Trecho fornecido ▸
§ §

O trabalho está organizado em três
partes. Na primeira, procuramos contextualizar o surgimento dessa organização
na realidade brasileira, analisar sua composição política e o significado mais
geral de suas ações no Brasil de hoje. Na segunda parte, abordamos o conteúdo e
o significado das formulações apresentadas para orientar as políticas
educacionais. Na última, apresentamos algumas considerações sobre os possíveis
impactos das propostas do organismo “Todos pela Educação” na realidade
brasileira, tendo como referência as relações de hegemonia.
O surgimento de uma nova força política
na educação. No limiar deste século, os intelectuais e as organizações do
capital assumiram um papel ainda mais decisivo no processo de estabelecimento
de bases políticas e sociais para legitimar a configuração mais recente do
capitalismo em nosso país. O desafio assumido por esses sujeitos políticos foi
o de assegurar a posição de classe dominante-dirigente e apresentar possíveis
“soluções” para os problemas gerados pelas políticas neoliberais. Para tanto,
foi necessário reconstruir o padrão de sociabilidade, o que exigiu a atualização
de estratégias pré-existentes e a produção de estratégias de novo tipo.
Essa tendência se manifestou no Brasil
mais claramente a partir da segunda metade dos anos 1990 e, de maneira mais
intensa, nos primeiros anos do novo século. O eixo central de sua intervenção
pode ser explicado pelo conceito de “repolitização da política” (NEVES, 2005).
Esse conceito explica o surgimento de fenômenos sociais importantes, tais como:
“nova cidadania” e “nova participação social”, expressas na noção de
voluntariado; “sociedade civil ativa”, refletida na idéia do deslocamento do
conflito à colaboração social; “novo Estado”, que veicula a configuração do
modelo gerencial.

§ §

Dados fornecidos ▸
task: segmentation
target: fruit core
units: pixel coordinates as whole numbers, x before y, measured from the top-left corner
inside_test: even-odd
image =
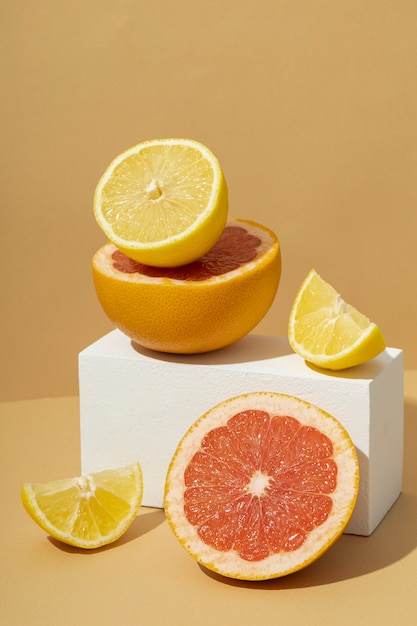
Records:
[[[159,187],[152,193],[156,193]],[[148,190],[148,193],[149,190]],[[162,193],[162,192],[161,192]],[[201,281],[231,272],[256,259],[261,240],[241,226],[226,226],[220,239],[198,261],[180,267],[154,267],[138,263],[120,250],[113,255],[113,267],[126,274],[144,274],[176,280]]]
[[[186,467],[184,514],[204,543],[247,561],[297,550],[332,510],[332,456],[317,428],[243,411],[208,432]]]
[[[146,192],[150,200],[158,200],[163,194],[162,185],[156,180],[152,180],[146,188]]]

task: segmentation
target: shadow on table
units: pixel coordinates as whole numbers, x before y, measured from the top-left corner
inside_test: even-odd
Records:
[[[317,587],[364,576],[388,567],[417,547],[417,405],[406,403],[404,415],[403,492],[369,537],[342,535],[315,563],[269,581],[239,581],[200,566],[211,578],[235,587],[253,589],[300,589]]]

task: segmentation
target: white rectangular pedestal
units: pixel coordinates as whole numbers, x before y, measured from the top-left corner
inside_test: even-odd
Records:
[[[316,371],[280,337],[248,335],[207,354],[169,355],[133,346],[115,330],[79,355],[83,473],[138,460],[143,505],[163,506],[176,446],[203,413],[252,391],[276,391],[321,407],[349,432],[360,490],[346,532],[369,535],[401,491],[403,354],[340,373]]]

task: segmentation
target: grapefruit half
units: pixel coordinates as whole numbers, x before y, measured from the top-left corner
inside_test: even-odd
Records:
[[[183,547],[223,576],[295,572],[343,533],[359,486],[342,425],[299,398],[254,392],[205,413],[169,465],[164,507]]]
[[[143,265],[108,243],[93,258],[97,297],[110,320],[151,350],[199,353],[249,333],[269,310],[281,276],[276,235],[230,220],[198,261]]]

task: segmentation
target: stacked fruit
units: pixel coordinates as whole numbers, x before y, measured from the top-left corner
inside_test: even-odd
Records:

§ §

Tarefas a resolver ▸
1) Responda com base no trecho fornecido:
(a) Em quantas partes o trabalho está organizado?
(b) A partir de que período a tendência descrita se manifestou mais claramente no Brasil?
(c) Por qual conceito pode ser explicado o eixo central dessa intervenção?
2) Extraia do trecho fornecido, sem nenhuma alteração, a passagem que começa em "O trabalho está" e vai até "relações de hegemonia.", inclusive.
3) Liste todos os fenômenos sociais que, segundo o trecho fornecido, o conceito de "repolitização da política" explica.

Resultados das tarefas ▸
1)
(a) Em três partes.
(b) A partir da segunda metade dos anos 1990.
(c) Pelo conceito de "repolitização da política".

2)
O trabalho está organizado em três
partes. Na primeira, procuramos contextualizar o surgimento dessa organização
na realidade brasileira, analisar sua composição política e o significado mais
geral de suas ações no Brasil de hoje. Na segunda parte, abordamos o conteúdo e
o significado das formulações apresentadas para orientar as políticas
educacionais. Na última, apresentamos algumas considerações sobre os possíveis
impactos das propostas do organismo “Todos pela Educação” na realidade
brasileira, tendo como referência as relações de hegemonia.

3)
- "nova cidadania"
- "nova participação social"
- "sociedade civil ativa"
- "novo Estado"